— Begin Provided entries —
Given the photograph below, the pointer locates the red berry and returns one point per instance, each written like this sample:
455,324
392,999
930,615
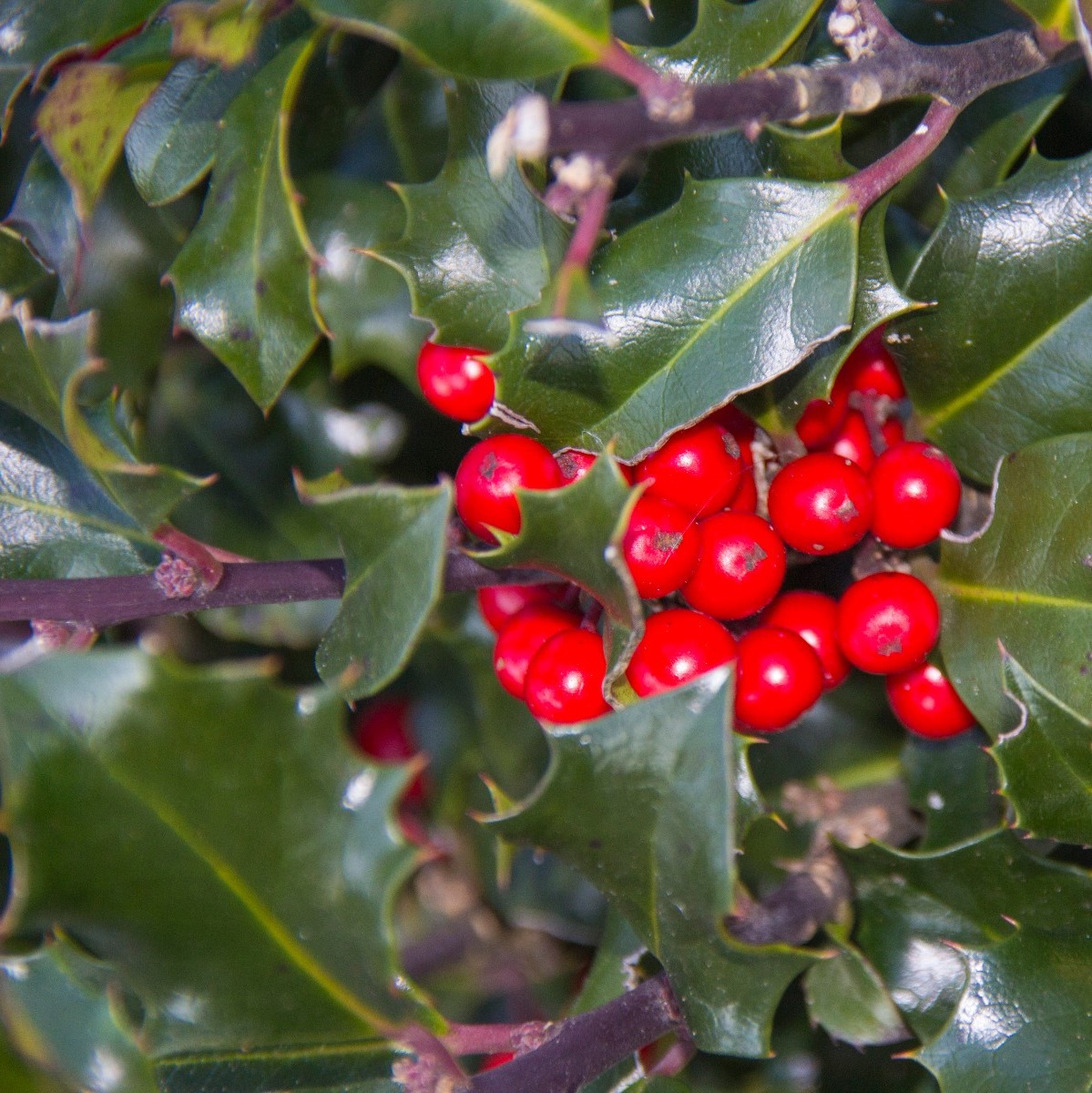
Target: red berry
888,622
916,492
853,442
697,469
777,678
869,367
522,638
498,604
678,645
454,381
821,504
383,731
489,475
819,424
566,679
814,617
660,547
927,704
740,567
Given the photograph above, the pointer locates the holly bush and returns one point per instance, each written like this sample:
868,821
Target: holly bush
270,820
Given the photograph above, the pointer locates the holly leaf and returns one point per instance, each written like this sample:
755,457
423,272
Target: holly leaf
1026,378
364,303
243,278
1046,761
56,1004
666,858
131,790
683,331
577,533
1025,587
394,542
489,39
85,119
730,38
475,249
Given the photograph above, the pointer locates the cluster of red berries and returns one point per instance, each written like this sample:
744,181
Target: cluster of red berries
695,534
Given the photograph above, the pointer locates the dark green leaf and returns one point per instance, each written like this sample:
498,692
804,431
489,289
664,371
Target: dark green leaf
394,542
643,803
243,279
1015,250
364,303
730,38
475,249
1025,583
487,39
212,837
57,1005
684,329
1046,761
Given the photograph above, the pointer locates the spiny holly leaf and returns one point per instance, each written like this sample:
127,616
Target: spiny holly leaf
643,803
85,119
486,39
1022,586
223,33
846,996
730,38
995,979
684,331
577,533
46,366
1046,762
364,303
211,836
243,279
475,247
57,1006
394,541
1015,250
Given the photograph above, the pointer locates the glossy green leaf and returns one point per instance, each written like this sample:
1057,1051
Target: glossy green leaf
577,533
487,39
364,303
1025,584
394,542
475,249
643,803
684,331
846,996
243,279
212,837
1046,761
730,38
85,119
57,1006
1015,250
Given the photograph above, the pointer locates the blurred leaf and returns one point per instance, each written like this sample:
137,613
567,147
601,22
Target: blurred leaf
730,37
57,1006
131,788
850,1000
1025,583
643,802
577,533
1046,762
684,331
365,304
487,39
243,278
1015,250
85,119
475,249
394,542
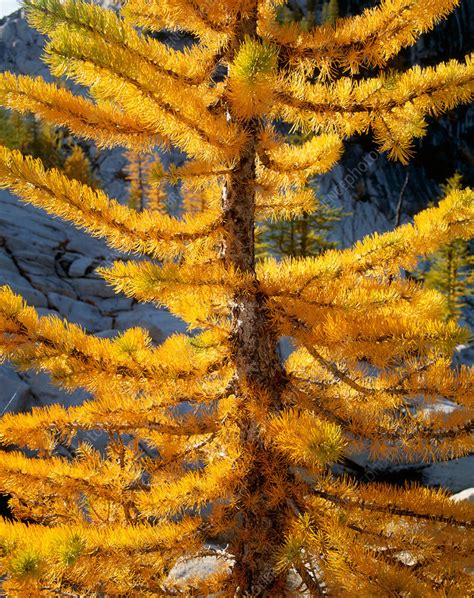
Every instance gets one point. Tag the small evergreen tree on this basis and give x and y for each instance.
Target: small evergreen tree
(146, 189)
(302, 236)
(42, 140)
(450, 270)
(235, 429)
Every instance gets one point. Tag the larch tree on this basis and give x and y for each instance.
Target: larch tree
(450, 270)
(211, 436)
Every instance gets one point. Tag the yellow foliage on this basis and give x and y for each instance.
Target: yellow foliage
(210, 435)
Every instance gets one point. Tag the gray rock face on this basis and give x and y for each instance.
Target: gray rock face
(51, 264)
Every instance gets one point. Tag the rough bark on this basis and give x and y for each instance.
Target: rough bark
(258, 368)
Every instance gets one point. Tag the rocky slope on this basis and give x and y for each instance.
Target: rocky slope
(52, 265)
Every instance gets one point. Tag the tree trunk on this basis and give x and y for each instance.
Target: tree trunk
(258, 368)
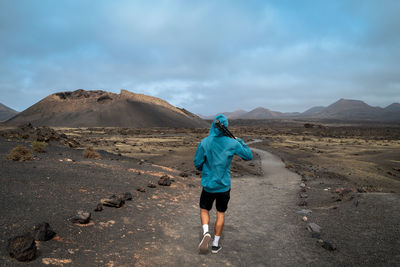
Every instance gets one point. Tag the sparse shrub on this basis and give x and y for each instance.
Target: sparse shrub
(90, 153)
(39, 147)
(20, 153)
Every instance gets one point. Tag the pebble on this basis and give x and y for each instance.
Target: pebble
(302, 203)
(43, 232)
(22, 248)
(303, 195)
(313, 227)
(141, 189)
(113, 201)
(151, 185)
(164, 181)
(99, 207)
(316, 235)
(328, 245)
(303, 212)
(81, 217)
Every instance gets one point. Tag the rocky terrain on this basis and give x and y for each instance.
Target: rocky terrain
(341, 110)
(82, 108)
(6, 112)
(344, 187)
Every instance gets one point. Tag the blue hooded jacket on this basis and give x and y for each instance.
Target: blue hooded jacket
(214, 156)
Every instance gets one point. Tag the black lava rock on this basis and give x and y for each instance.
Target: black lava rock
(316, 235)
(113, 201)
(328, 245)
(151, 185)
(184, 174)
(164, 181)
(125, 196)
(22, 248)
(302, 203)
(43, 232)
(81, 217)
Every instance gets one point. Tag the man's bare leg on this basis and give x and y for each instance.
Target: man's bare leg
(219, 223)
(205, 219)
(219, 226)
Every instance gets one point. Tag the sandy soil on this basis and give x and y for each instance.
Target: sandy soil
(345, 169)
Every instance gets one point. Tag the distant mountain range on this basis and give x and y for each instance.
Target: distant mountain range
(6, 112)
(98, 108)
(343, 109)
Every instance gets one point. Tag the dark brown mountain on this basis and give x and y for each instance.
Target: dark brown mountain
(261, 113)
(6, 112)
(98, 108)
(349, 110)
(343, 109)
(312, 111)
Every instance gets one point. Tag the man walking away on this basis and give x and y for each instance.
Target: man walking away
(213, 157)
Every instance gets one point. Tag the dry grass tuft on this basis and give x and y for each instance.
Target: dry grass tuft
(39, 147)
(20, 153)
(90, 153)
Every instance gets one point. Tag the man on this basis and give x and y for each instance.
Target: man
(213, 157)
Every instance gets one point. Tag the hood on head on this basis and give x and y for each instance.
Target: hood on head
(214, 131)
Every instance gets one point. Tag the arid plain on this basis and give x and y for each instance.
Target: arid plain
(350, 179)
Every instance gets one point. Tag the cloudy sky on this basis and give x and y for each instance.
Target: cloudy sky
(205, 56)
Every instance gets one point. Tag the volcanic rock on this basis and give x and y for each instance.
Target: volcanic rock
(113, 201)
(151, 185)
(303, 212)
(6, 112)
(99, 207)
(81, 217)
(164, 181)
(313, 227)
(43, 232)
(22, 248)
(125, 196)
(328, 245)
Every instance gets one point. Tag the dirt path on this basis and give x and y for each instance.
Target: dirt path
(261, 226)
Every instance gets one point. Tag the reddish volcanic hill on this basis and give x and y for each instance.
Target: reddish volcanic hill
(82, 108)
(6, 112)
(261, 113)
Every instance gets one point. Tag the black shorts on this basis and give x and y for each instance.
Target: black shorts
(221, 200)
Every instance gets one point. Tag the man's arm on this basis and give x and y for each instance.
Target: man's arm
(243, 150)
(199, 157)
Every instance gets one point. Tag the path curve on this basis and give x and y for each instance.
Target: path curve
(260, 225)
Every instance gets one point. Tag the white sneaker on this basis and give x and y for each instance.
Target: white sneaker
(203, 246)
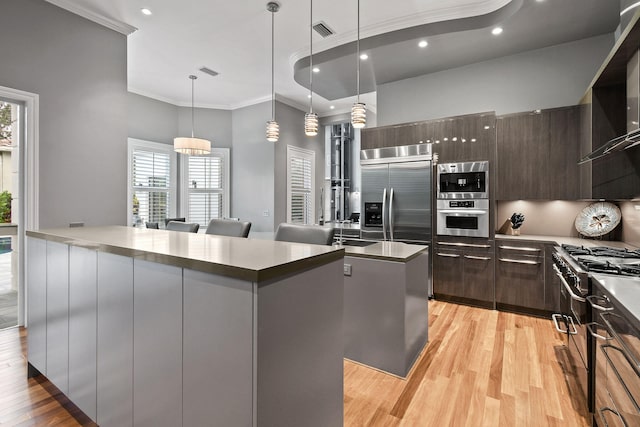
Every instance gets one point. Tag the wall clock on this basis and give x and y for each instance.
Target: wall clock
(598, 219)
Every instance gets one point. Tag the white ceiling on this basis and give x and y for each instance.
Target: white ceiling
(234, 39)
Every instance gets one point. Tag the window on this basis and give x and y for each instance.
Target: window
(205, 186)
(300, 185)
(152, 183)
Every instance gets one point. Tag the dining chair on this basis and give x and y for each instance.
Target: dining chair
(228, 227)
(305, 234)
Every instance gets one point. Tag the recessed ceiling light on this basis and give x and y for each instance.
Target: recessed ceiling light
(636, 4)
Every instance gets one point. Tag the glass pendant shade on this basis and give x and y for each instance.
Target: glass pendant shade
(273, 131)
(192, 146)
(358, 115)
(311, 124)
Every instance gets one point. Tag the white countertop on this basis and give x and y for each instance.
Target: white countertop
(567, 240)
(248, 259)
(387, 251)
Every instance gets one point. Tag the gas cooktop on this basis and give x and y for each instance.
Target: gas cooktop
(604, 259)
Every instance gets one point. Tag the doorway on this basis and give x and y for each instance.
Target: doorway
(10, 130)
(19, 195)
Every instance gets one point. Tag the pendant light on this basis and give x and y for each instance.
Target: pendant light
(192, 146)
(311, 118)
(358, 110)
(273, 129)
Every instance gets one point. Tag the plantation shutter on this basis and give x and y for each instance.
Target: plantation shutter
(206, 187)
(151, 185)
(300, 182)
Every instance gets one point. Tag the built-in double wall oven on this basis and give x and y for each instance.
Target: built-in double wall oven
(462, 208)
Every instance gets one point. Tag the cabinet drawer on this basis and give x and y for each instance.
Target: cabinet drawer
(511, 249)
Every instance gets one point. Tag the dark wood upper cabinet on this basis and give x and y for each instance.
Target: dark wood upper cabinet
(538, 155)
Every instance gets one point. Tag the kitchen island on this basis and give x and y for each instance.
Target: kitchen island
(162, 328)
(385, 305)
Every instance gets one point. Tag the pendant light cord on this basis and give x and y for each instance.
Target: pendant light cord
(311, 58)
(273, 93)
(193, 78)
(358, 58)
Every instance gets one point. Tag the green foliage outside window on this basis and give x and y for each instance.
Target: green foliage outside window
(5, 206)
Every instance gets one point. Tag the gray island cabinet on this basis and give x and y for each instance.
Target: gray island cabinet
(385, 305)
(157, 328)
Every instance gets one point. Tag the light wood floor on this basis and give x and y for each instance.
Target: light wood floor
(480, 368)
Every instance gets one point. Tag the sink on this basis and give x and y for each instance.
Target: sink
(361, 243)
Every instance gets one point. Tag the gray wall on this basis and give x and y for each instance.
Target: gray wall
(544, 78)
(252, 166)
(79, 69)
(291, 123)
(152, 120)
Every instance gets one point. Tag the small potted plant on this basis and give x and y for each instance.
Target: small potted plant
(517, 219)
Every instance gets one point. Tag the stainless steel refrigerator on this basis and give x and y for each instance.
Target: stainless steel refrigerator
(396, 193)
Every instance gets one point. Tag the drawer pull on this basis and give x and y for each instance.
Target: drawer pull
(518, 261)
(448, 255)
(516, 248)
(481, 258)
(567, 321)
(595, 301)
(466, 245)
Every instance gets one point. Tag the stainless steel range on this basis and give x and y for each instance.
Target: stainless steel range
(573, 266)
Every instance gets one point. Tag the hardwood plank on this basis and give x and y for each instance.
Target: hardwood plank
(480, 368)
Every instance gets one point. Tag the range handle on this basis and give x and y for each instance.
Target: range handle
(391, 215)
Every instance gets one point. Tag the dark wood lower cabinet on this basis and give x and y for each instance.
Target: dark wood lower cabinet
(464, 273)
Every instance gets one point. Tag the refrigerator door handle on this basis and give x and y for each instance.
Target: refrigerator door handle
(384, 216)
(391, 218)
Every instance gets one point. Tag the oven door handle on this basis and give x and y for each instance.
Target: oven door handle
(596, 335)
(567, 287)
(592, 298)
(604, 421)
(461, 212)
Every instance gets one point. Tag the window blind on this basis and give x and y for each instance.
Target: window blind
(300, 182)
(151, 185)
(206, 180)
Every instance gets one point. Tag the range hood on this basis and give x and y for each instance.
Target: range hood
(632, 137)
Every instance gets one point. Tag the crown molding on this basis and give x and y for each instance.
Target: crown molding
(105, 21)
(402, 23)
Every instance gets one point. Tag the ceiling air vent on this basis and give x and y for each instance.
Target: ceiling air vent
(209, 71)
(323, 29)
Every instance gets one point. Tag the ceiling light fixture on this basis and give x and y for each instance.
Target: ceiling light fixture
(358, 110)
(311, 118)
(192, 146)
(636, 4)
(273, 129)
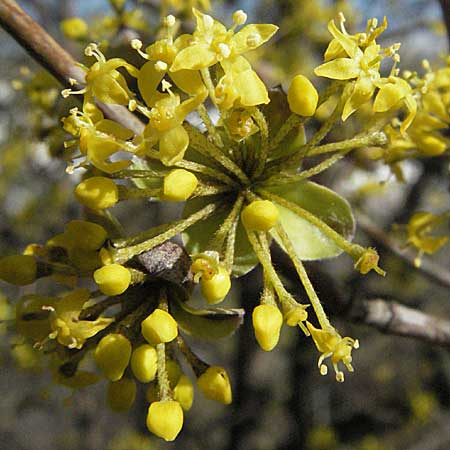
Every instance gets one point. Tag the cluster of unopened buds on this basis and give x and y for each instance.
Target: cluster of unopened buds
(244, 186)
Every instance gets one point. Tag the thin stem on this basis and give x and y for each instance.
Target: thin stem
(209, 85)
(129, 193)
(314, 299)
(261, 156)
(121, 255)
(47, 52)
(163, 378)
(375, 138)
(263, 255)
(203, 113)
(292, 121)
(200, 143)
(219, 237)
(293, 160)
(277, 180)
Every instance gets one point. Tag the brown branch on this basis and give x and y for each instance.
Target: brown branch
(394, 318)
(47, 52)
(430, 269)
(386, 316)
(445, 6)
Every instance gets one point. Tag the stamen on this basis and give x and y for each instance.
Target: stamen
(169, 21)
(239, 17)
(136, 44)
(161, 66)
(224, 50)
(208, 22)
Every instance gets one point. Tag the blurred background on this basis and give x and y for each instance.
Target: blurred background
(399, 395)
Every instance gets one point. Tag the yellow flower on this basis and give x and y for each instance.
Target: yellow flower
(329, 342)
(361, 66)
(367, 261)
(184, 392)
(217, 287)
(112, 279)
(212, 43)
(215, 385)
(144, 363)
(394, 90)
(67, 328)
(121, 394)
(74, 28)
(97, 193)
(103, 81)
(159, 327)
(112, 355)
(260, 215)
(165, 419)
(179, 185)
(99, 138)
(267, 322)
(165, 125)
(420, 227)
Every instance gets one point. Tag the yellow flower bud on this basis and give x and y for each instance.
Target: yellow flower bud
(369, 261)
(179, 185)
(184, 392)
(159, 327)
(215, 385)
(18, 269)
(173, 372)
(260, 215)
(74, 28)
(85, 235)
(295, 315)
(267, 321)
(152, 393)
(112, 279)
(216, 288)
(144, 363)
(97, 193)
(165, 419)
(112, 355)
(431, 145)
(302, 96)
(121, 394)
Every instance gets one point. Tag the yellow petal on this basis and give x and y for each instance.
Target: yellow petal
(251, 90)
(350, 46)
(338, 69)
(252, 36)
(172, 145)
(188, 81)
(195, 57)
(148, 81)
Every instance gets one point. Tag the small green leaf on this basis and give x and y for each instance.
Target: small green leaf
(206, 324)
(308, 241)
(197, 238)
(147, 182)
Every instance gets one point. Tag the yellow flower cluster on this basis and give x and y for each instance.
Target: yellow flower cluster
(244, 185)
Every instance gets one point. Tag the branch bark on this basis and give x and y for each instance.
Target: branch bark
(47, 52)
(390, 317)
(445, 6)
(400, 320)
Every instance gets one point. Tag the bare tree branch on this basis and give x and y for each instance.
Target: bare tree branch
(445, 6)
(387, 316)
(400, 320)
(47, 52)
— End Provided entries —
Repeat word for word the lines running from the line containing "Every instance gets one point. Tag the yellow flower bud" to the end of the entries above, inclusive.

- _Exercise result_
Every instance gets one point. Tag the yellow flower bud on this basis and give x and y for each instance.
Target: yellow flower bud
(369, 261)
(179, 185)
(184, 392)
(159, 327)
(215, 385)
(18, 269)
(173, 372)
(260, 215)
(74, 28)
(85, 235)
(295, 315)
(267, 321)
(152, 393)
(112, 279)
(216, 288)
(144, 363)
(97, 193)
(165, 419)
(112, 355)
(431, 145)
(302, 96)
(121, 394)
Every instance gets one point. Tag the yellow petal on this basis and give x and y for each instance.
Target: yellow petal
(251, 90)
(350, 46)
(338, 69)
(252, 36)
(172, 145)
(188, 81)
(195, 57)
(148, 81)
Every instance gets one point. Tag the small green leaf on this basis and give x and y for each instance.
Target: small green leaf
(206, 324)
(308, 241)
(197, 238)
(147, 182)
Every instance gets one point. Tag the yellow flower cluster on this basis and give x and y for each instance.
Target: yellow flower cluster
(244, 185)
Every instance gets one point. Tag the branch bark on this basis and give x and y for each instance.
Target: branch bark
(47, 52)
(390, 317)
(445, 6)
(400, 320)
Every instance gets one point. Tag the bare tree branch on this basis and give x and y for each instance.
Target: bare tree branch
(445, 6)
(387, 316)
(400, 320)
(47, 52)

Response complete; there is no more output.